(Extract)

New evidence suggests the greatest writer in the English language smoked weed. The drug may even have inspired some of his best works.
Years ago scientists found broken smoking pipes in a garden attached to William Shakespeare’s old home in Stratford Upon Avon, England. The pipes were dated to the Shakespearean era, and researchers quickly discovered marijuana and cocaine residue on two of them.
Now the number with cannabis leavings has grown to four. There is no conclusive evidence the pipes belonged to Shakespeare himself, but it’s hard to draw any other conclusion. Some observers doubt the new findings, saying the pipes could have belonged to almost anyone. But that’s not quite true.
Marijuana and coca leaves would have been extremely hard to come by in Shakespeare’s time, though they were known to Western Europeans. Weed wasn’t widely available in Europe until the early 19th century. And the coca plant was introduced to the Old World only after the conquest of South America in the 1500s.

(End Extract)
(Provided material)

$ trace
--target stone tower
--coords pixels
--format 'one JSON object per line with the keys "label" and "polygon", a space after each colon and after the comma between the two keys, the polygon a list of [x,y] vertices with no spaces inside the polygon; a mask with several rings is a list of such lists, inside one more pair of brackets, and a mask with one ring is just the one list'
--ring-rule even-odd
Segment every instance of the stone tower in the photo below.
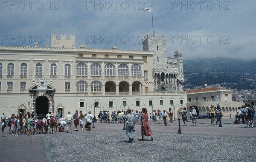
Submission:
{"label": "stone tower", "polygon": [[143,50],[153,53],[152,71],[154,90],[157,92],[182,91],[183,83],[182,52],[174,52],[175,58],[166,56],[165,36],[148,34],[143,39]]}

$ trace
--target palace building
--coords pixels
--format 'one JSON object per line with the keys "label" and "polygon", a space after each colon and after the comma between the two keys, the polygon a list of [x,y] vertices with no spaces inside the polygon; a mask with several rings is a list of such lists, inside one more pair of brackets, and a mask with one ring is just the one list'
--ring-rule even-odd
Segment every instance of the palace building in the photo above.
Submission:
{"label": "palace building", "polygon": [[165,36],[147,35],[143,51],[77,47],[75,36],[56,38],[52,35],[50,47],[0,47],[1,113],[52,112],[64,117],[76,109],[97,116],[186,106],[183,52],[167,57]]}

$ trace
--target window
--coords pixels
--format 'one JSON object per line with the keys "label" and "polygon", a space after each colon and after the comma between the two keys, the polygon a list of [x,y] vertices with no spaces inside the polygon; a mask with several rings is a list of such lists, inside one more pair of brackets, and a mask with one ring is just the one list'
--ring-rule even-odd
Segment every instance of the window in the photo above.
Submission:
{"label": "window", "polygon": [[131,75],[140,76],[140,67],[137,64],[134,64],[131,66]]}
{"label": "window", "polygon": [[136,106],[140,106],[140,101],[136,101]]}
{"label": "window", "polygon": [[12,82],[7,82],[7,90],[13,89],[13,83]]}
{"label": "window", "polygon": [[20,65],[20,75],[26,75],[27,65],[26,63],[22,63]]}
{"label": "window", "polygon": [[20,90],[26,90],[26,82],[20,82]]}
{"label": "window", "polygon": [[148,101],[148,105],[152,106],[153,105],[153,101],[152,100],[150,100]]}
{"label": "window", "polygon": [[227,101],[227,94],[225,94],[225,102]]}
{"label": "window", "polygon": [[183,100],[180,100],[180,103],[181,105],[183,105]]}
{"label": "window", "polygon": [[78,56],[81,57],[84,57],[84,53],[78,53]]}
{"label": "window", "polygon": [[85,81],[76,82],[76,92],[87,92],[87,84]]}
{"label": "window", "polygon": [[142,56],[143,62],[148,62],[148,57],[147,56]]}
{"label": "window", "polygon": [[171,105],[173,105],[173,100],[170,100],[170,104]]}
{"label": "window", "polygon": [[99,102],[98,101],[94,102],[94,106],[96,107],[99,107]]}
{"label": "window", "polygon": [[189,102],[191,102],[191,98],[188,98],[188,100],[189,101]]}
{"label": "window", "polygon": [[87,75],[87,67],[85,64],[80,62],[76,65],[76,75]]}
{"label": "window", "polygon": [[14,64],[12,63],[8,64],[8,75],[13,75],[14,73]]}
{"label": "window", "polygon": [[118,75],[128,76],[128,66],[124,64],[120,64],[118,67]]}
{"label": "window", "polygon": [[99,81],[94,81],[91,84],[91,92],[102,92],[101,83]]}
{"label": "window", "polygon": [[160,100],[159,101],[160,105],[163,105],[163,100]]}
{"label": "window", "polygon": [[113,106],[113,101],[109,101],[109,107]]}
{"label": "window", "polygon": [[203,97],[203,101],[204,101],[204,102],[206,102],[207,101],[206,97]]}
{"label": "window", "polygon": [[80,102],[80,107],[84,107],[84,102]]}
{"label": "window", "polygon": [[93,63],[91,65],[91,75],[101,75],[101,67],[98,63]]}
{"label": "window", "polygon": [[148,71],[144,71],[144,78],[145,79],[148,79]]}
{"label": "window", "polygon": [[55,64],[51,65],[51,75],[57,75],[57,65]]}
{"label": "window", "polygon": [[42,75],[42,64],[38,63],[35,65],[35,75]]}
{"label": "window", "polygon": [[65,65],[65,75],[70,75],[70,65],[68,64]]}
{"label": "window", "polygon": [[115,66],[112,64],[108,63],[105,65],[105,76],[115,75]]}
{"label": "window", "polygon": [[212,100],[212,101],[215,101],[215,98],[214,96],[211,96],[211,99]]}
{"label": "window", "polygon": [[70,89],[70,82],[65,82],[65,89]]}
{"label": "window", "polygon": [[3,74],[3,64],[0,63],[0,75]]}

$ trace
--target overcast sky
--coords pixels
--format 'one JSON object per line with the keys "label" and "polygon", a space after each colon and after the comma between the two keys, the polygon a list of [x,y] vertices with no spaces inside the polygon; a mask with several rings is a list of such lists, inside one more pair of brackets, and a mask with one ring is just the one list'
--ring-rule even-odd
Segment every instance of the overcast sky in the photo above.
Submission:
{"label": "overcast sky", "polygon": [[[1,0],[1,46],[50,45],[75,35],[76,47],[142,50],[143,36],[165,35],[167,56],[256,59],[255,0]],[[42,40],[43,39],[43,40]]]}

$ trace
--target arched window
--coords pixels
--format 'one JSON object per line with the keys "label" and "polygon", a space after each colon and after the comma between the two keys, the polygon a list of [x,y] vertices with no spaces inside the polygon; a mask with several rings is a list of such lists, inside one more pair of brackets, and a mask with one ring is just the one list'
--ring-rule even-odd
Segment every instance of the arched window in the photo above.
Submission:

(End Provided material)

Problem description.
Using the text above about the pipes found at Shakespeare's home, decide whether each statement agrees with it. Answer yes or no for each, and quote the words of the text that settle it.
(a) The pipes were found in a garden attached to Shakespeare's old home in Stratford Upon Avon.
(b) Weed was widely available in Europe in Shakespeare's time.
(c) The number of pipes with cannabis residue has grown to six.

Task answer.
(a) Yes: "scientists found broken smoking pipes in a garden attached to William Shakespeare’s old home in Stratford Upon Avon, England"
(b) No: "Weed wasn’t widely available in Europe until the early 19th century."
(c) No: "Now the number with cannabis leavings has grown to four."